* **Text shown**:

::::::

Researchers collected brain imaging data from people performing a motor task, and then analyzed the data using new computational techniques. For the three-session study, 18 volunteers had to push a series of buttons, similar to a sequence of notes on a piano keyboard, as fast as possible. Researchers then divided functional MRI images of each volunteer’s brain into 112 different regions and analyzed, how the different areas connected, while they performed the task.

“Our study has obvious implications clinically,” says Grafton. “If you’re a patient in physical therapy, should you just take tomorrow off? Or will it be a good day? We don’t know that, but that would be a potential application-tailoring intervention to capacity to change. In healthy people, this information could accelerate learning - when you should study, when you should practice, when you should try to acquire a new skill.”

The computational methods analyze “multilayer networks”, in which each layer might represent a network at one snapshot in time, or a different set of connections between the same set of brain regions.

These layers are combined into a larger mathematical object, which can contain a potentially huge amount of data and is difficult to analyze. Previous methods could only deal with each layer separately.

::::::

Excerpts from a dataset
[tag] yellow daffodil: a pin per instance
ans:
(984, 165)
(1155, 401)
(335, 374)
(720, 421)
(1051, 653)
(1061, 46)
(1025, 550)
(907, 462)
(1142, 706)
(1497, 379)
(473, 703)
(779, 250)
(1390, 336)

::::::

* **Task**:
Decide whether each of these statements agrees with the brain imaging text above, and answer each with yes or no plus the exact deciding words from the text. 1. The volunteers took part in a three-session study. 2. The MRI images were divided into 112 regions. 3. Earlier methods could analyze all the layers together.

* **Exercise result**:
1. Yes: "For the three-session study, 18 volunteers had to push a series of buttons"
2. Yes: "divided functional MRI images of each volunteer’s brain into 112 different regions"
3. No: "Previous methods could only deal with each layer separately."